> [What to do]
Output each line of the material below as one string in a JSON list, skipping blank lines and leaving out the pictures.

___ Information given ___

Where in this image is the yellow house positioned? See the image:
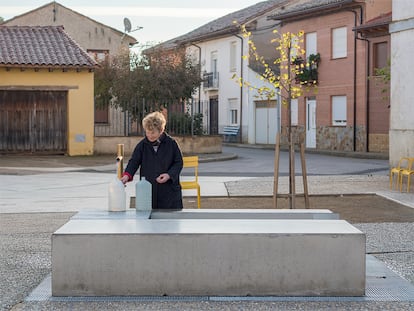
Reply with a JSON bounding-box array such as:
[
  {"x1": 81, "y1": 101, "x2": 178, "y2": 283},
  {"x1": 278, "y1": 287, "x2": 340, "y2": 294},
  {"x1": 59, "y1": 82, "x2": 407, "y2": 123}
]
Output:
[{"x1": 0, "y1": 26, "x2": 97, "y2": 156}]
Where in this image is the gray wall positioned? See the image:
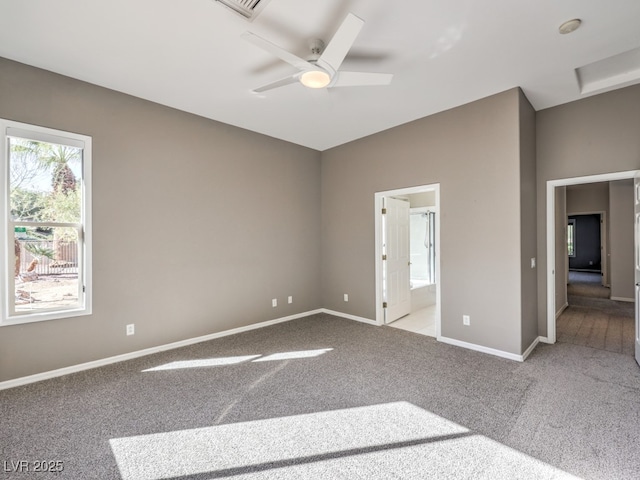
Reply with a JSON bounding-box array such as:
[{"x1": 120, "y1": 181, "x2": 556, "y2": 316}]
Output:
[
  {"x1": 518, "y1": 91, "x2": 538, "y2": 352},
  {"x1": 609, "y1": 180, "x2": 635, "y2": 300},
  {"x1": 0, "y1": 59, "x2": 321, "y2": 381},
  {"x1": 322, "y1": 89, "x2": 536, "y2": 354},
  {"x1": 536, "y1": 85, "x2": 640, "y2": 336}
]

___

> [Right answer]
[
  "Where in this image is the yellow house positioned? See the image:",
  "Reply with a JSON bounding-box array such as:",
  "[",
  "  {\"x1\": 81, \"y1\": 101, \"x2\": 178, \"y2\": 283},",
  "  {\"x1\": 278, \"y1\": 287, \"x2\": 340, \"y2\": 294},",
  "  {\"x1\": 59, \"y1\": 82, \"x2\": 407, \"y2\": 123}",
  "]",
  "Output:",
  "[{\"x1\": 0, \"y1\": 26, \"x2\": 97, \"y2\": 156}]",
  "Where in this image is the gray wall positioned? See the image:",
  "Reply with a JSON bounding-box array such as:",
  "[{\"x1\": 120, \"y1\": 181, \"x2\": 556, \"y2\": 316}]",
  "Output:",
  "[",
  "  {\"x1\": 518, \"y1\": 91, \"x2\": 538, \"y2\": 352},",
  "  {\"x1\": 609, \"y1\": 180, \"x2\": 635, \"y2\": 300},",
  "  {\"x1\": 0, \"y1\": 59, \"x2\": 321, \"y2\": 381},",
  "  {\"x1\": 322, \"y1\": 89, \"x2\": 536, \"y2\": 354},",
  "  {\"x1\": 536, \"y1\": 85, \"x2\": 640, \"y2\": 336}",
  "]"
]